Dataset records
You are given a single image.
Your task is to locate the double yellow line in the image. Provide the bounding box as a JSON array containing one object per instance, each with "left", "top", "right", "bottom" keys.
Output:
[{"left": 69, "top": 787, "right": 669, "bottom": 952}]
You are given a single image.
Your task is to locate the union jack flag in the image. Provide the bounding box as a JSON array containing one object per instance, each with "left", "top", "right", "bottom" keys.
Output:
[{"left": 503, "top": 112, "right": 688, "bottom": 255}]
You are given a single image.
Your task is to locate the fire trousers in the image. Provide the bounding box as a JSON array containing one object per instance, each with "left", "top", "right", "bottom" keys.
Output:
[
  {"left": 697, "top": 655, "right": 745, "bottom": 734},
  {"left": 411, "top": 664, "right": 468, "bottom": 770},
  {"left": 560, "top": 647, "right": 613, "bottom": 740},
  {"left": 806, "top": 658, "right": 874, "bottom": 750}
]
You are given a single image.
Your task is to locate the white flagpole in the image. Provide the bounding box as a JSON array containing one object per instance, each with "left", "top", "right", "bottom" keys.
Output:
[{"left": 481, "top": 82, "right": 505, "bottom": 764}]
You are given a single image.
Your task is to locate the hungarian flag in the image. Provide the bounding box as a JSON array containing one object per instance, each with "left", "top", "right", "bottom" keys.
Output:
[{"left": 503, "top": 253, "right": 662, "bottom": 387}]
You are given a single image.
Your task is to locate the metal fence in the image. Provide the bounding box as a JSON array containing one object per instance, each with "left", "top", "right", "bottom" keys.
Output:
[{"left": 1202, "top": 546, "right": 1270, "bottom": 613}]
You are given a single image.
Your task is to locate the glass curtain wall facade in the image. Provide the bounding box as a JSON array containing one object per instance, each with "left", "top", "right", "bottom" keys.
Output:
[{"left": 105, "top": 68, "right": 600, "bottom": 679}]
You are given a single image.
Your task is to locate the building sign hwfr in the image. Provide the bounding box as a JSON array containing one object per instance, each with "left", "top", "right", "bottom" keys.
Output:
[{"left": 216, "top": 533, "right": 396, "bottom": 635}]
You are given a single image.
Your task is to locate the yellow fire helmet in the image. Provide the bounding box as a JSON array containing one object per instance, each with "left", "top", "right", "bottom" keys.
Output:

Short task
Find every line in the entries above that contains the word "fire" and copy each one in full. Matching is case-sensitive.

Task solution
Your task is to locate the fire trousers in the image. Provide the bounding box as a JSON array containing one object per instance, each with "left", "top", "right", "bottom" keys.
Your task is to locate the yellow fire helmet in the image. Provide the bounding box as a JSON array containing one object per instance, each with "left", "top", "right", "bottom" keys.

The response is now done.